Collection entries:

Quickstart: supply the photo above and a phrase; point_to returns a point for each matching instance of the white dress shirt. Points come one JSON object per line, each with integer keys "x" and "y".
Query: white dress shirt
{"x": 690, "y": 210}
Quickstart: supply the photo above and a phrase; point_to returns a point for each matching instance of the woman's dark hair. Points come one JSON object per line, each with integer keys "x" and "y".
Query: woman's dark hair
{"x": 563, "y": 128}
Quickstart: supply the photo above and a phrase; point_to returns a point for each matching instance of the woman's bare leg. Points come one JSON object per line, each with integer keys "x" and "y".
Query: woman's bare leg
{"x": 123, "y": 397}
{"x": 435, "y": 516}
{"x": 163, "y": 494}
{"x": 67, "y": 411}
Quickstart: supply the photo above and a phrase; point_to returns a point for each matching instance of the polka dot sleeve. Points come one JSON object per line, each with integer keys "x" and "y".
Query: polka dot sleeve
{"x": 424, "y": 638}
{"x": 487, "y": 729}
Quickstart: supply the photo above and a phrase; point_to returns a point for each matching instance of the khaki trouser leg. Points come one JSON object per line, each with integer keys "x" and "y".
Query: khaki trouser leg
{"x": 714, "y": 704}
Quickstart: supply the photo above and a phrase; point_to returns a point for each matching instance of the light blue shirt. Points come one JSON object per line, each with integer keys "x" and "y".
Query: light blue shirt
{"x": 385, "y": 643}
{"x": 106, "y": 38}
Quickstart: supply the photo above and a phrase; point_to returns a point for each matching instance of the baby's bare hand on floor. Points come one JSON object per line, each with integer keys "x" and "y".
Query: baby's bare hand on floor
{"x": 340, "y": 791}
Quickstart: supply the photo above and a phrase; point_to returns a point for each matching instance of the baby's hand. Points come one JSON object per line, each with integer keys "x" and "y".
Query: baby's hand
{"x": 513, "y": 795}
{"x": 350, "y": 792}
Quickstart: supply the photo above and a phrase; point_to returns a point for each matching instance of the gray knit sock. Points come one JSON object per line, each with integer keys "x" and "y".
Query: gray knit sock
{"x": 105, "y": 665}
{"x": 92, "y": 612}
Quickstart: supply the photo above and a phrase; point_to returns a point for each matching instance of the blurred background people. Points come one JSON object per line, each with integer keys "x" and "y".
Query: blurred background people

What is required - Could you reproduce every record above exactly as it appears?

Output -
Quickstart: supply the photo above and a phrase; point_to returns a point for each matching instance of the white dress shirt. Points come one JSON object per line, each with integer keys "x" and "y".
Query: white dress shirt
{"x": 690, "y": 210}
Quickstart: supply the photo above and a phrase; point_to returns a point for each matching instance of the woman's dark hair. Points come one JSON object per line, each with integer keys "x" and "y".
Query: woman's dark hair
{"x": 563, "y": 128}
Quickstart: supply the photo above and a phrase; point_to returns a point for each matching instance of the woman's bare leg. Points come one JSON object per line, each with integer keys "x" and "y".
Query: woman's bare leg
{"x": 123, "y": 397}
{"x": 435, "y": 516}
{"x": 163, "y": 494}
{"x": 67, "y": 411}
Quickstart: supply the photo above and a phrase; point_to returns a point for each matching instance of the polka dot sleeve. Points come one JSON object per line, each with integer keys "x" and "y".
Query: polka dot sleeve
{"x": 424, "y": 638}
{"x": 487, "y": 729}
Quickstart: supply the photo above and a phrase; point_to returns a point for each matching instance of the khaki trouser leg. Points come one JSON object per line, each with integer keys "x" and "y".
Query: khaki trouser leg
{"x": 714, "y": 704}
Quickstart: supply the photo above and a phrase; point_to returns a point for each matching instance of the light blue shirt. Points come one JSON object per line, each with integer keys "x" and "y".
Query: light blue shirt
{"x": 385, "y": 643}
{"x": 106, "y": 38}
Quickstart: supply the photo above and a phrase; point_to returns a point for each matching instance of the baby's bare hand on floor. Points come one JSON object per line, each with integer keys "x" and "y".
Query: baby's bare hand on floor
{"x": 340, "y": 791}
Quickstart: supply the photo above and a phrase; point_to returns a point for each matching instance of the baby's hand. Points come one JSON object per line, each with integer keys "x" and "y".
Query: baby's hand
{"x": 513, "y": 795}
{"x": 350, "y": 792}
Quickstart: supply the photo above and a phrase; point_to returns a point for each matching instance of the gray knit sock. Points come one JSON object per line, each with integer keys "x" and "y".
Query: gray knit sock
{"x": 105, "y": 665}
{"x": 92, "y": 612}
Quickstart: supply the photo above and a phrase; point_to returns a point for each matching instance of the blurred background people. Points come one JSON object per line, each with integer keys "x" and "y".
Query: blurred background people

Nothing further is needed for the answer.